# Задание
Перепишите только записи начиная со строки с «Ground blue jeans in the picture.» и до строки с «[0,217,460,232]» включительно, вместе с запросами. Уменьшите каждое число в координатах рамок на 41.

# Исходные данные
- - -

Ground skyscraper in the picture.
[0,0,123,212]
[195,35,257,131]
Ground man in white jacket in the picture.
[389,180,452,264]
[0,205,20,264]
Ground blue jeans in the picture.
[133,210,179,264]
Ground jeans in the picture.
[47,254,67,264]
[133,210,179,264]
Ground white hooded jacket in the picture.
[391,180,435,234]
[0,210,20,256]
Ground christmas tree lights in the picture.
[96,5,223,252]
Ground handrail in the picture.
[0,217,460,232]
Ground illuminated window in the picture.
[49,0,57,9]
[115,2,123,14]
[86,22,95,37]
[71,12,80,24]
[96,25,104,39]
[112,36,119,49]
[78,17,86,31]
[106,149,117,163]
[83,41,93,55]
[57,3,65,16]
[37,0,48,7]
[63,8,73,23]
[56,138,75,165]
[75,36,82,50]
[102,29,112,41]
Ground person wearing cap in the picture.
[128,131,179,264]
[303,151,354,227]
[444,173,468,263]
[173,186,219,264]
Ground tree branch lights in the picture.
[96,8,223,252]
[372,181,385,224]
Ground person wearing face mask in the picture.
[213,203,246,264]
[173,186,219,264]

- - -

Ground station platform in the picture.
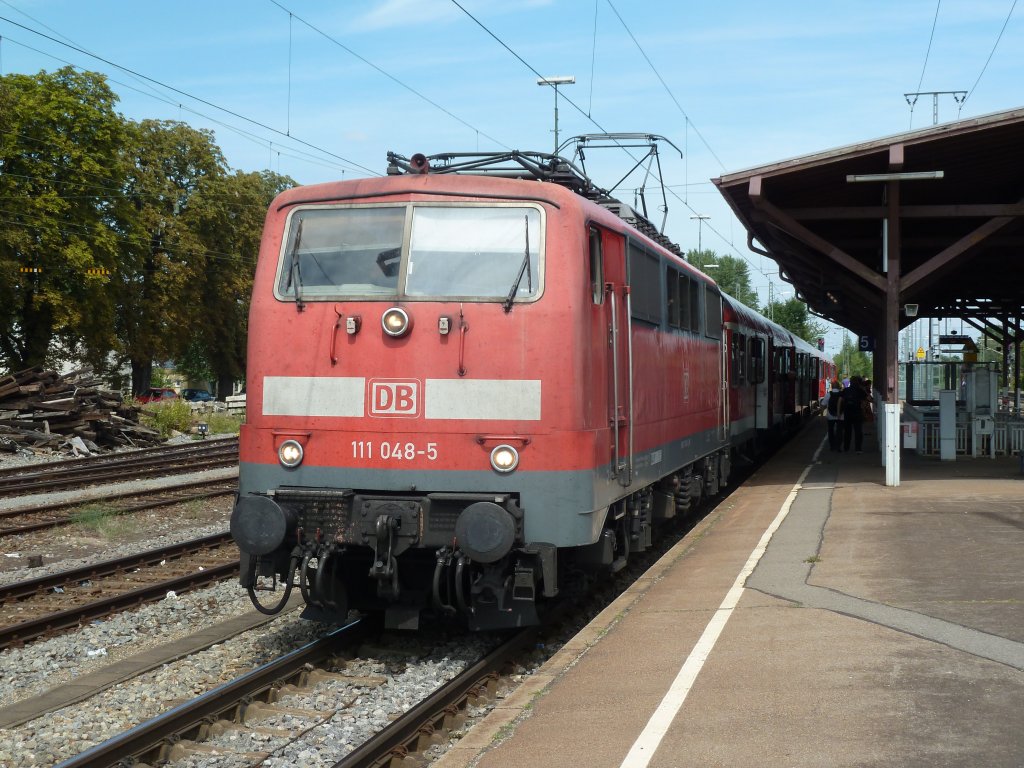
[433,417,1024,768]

- - -

# Ответ
Ground blue jeans in the picture.
[92,169,138,223]
Ground jeans in the picture.
[6,213,26,223]
[92,169,138,223]
Ground white hooded jacket in the picture.
[350,139,394,193]
[-41,169,-21,215]
Ground christmas tree lights in the picture.
[55,-36,182,211]
Ground handrail in the picture.
[-41,176,419,191]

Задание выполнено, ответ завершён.